Instructions to follow: Show every line in the records that contains the word "fish", treating uppercase and lowercase as different.

Data provided:
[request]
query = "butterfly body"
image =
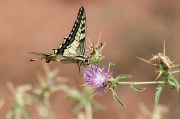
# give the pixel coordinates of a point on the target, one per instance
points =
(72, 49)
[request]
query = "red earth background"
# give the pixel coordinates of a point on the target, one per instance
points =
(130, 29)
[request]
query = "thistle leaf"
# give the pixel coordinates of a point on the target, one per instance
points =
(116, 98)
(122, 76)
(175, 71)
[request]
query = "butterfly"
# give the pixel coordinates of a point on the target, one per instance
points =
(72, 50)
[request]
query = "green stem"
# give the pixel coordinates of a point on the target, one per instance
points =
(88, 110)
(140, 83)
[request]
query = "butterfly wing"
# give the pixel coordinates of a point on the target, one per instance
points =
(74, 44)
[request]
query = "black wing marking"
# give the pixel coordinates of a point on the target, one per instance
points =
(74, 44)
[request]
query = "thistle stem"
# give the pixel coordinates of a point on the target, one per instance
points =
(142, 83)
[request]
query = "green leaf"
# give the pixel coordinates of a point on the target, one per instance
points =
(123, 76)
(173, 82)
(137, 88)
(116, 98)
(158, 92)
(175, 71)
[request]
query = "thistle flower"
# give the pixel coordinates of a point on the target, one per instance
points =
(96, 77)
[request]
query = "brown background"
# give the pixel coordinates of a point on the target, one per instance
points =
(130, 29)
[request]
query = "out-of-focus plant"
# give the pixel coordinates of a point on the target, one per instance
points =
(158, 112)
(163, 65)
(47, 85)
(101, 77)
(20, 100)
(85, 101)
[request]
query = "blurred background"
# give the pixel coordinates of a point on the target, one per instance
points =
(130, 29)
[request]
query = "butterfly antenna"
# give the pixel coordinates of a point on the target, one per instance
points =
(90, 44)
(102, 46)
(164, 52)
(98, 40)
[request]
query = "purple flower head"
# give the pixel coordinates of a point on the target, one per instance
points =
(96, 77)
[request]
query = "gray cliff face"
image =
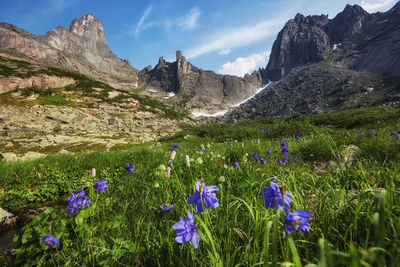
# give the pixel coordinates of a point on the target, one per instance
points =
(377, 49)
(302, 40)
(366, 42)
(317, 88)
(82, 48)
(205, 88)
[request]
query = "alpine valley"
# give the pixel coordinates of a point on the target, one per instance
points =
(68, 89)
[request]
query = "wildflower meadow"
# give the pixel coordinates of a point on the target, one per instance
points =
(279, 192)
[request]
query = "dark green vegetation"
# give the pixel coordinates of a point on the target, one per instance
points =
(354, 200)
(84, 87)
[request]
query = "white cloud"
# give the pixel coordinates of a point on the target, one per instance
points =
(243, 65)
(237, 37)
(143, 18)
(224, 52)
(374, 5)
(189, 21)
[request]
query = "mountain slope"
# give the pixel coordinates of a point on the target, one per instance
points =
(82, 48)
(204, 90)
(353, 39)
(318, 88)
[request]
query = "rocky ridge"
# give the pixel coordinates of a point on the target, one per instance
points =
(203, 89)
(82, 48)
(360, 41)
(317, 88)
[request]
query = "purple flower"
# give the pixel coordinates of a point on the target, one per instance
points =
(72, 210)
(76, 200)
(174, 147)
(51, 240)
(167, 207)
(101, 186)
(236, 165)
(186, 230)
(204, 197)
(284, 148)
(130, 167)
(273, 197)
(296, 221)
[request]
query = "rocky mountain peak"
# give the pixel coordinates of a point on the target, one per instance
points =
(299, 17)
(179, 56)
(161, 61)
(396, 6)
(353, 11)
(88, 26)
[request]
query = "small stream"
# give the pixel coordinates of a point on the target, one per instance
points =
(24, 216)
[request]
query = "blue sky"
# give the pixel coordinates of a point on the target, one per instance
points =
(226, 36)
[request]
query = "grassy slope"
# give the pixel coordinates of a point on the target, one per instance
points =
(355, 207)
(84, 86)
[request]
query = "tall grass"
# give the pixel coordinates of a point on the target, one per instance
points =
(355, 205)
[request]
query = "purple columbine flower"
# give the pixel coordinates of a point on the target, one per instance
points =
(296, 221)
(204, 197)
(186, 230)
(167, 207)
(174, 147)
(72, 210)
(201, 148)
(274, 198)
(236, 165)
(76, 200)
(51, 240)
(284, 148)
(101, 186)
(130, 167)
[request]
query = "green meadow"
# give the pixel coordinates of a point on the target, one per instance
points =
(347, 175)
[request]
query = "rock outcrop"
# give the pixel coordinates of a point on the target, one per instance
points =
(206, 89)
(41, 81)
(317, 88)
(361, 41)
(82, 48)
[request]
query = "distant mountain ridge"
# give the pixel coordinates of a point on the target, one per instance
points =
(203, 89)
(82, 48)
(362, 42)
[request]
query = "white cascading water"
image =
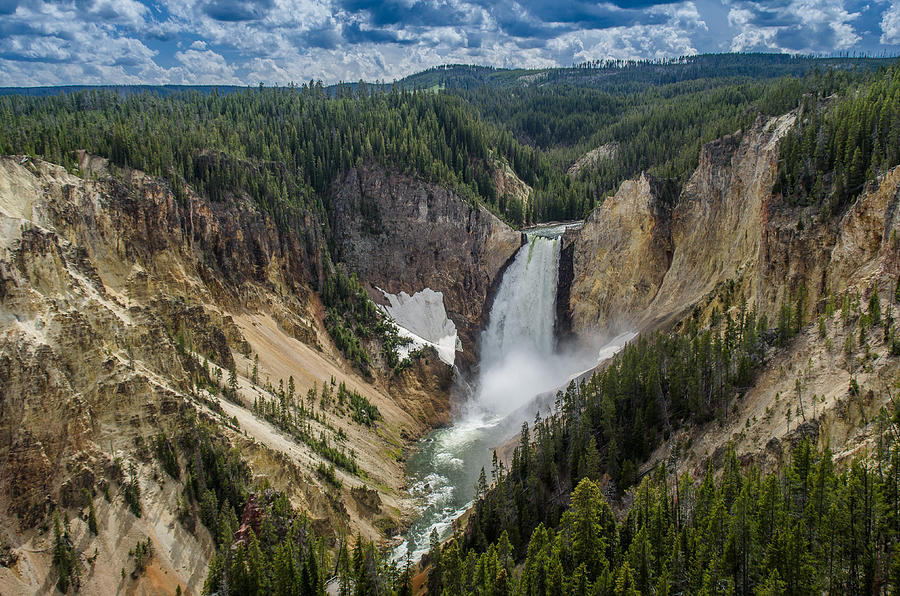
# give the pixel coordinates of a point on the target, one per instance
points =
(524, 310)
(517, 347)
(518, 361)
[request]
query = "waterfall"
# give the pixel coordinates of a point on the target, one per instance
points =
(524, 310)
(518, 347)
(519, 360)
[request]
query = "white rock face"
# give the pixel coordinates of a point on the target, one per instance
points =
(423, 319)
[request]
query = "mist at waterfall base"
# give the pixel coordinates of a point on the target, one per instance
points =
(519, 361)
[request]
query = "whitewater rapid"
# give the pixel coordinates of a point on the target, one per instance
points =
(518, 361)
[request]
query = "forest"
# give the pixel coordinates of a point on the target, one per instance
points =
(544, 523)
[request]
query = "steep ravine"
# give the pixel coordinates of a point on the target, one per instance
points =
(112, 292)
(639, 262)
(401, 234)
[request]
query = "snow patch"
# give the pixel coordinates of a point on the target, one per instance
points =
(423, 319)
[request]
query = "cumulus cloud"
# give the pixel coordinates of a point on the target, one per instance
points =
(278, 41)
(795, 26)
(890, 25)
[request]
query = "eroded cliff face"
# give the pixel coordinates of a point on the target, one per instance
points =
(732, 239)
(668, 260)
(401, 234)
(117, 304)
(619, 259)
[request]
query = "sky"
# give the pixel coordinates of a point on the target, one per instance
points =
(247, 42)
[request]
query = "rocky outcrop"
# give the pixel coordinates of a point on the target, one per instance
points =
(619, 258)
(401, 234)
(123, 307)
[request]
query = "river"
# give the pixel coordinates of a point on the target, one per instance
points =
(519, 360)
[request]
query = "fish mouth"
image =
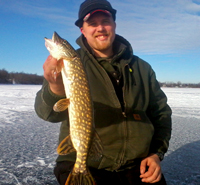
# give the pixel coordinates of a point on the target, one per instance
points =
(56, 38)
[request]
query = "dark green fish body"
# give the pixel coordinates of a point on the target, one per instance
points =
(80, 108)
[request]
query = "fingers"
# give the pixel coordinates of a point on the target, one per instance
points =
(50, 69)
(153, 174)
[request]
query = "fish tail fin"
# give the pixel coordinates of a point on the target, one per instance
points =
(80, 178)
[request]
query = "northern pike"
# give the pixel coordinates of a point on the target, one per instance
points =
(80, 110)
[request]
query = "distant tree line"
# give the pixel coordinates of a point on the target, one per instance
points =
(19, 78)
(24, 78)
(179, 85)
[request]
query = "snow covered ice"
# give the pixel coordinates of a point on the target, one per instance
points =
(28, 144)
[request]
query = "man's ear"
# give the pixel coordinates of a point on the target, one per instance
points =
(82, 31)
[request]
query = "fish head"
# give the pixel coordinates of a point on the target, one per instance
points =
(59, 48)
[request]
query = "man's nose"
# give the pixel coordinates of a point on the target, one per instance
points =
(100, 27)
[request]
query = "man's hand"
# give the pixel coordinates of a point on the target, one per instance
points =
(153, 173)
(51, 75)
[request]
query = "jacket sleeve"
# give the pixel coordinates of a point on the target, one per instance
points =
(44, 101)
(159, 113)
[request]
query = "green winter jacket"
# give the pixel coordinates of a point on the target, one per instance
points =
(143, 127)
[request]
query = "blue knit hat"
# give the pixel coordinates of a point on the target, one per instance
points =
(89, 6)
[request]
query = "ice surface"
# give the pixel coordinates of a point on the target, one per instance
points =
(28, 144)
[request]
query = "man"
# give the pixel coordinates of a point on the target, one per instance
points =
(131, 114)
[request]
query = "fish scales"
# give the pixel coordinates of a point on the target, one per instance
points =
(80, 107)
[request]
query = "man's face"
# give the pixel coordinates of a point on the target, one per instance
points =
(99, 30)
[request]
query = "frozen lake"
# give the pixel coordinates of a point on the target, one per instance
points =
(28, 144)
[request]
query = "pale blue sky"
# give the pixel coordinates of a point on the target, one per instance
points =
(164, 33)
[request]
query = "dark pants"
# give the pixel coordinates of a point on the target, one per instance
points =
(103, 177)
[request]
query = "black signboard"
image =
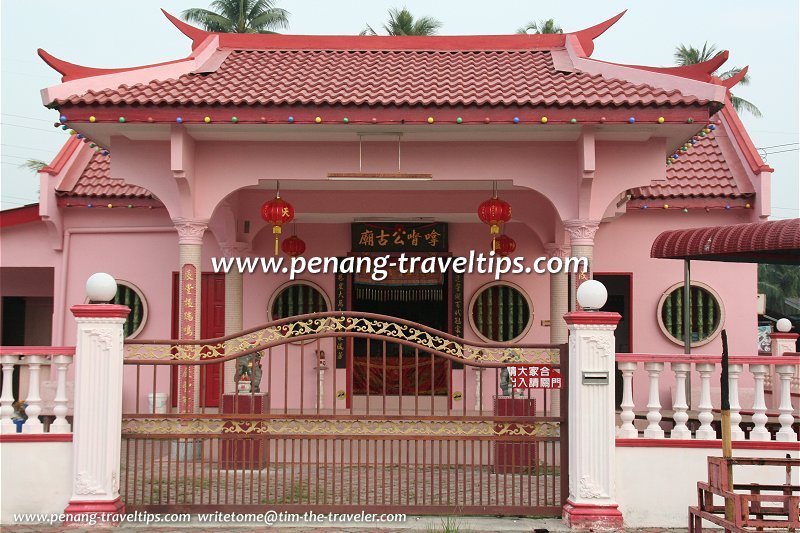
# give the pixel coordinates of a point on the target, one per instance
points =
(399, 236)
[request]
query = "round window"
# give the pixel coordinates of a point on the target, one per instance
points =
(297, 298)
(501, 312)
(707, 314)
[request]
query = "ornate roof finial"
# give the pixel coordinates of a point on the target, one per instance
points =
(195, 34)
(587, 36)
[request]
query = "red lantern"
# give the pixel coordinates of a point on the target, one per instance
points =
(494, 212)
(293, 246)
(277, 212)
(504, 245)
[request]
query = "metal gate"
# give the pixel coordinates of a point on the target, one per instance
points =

Problem solution:
query = "fish mouth"
query = "dark green fish body"
query = "fish tail fin"
query = "fish head"
query = "fish scales"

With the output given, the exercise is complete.